DO THIS: Edit each item below so that every "waterfall" becomes "cascade", with nothing else changed. Leave the pictures out of your reply.

Entries from a dataset
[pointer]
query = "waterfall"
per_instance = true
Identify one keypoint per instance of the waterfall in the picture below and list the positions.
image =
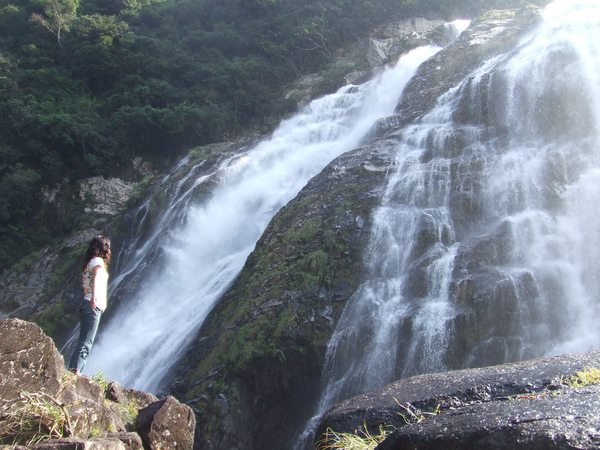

WRITTEN ANSWER:
[pointer]
query = "cascade"
per_instance = true
Identify one keypoint per instance of the cascade in the picture below and list the positions.
image =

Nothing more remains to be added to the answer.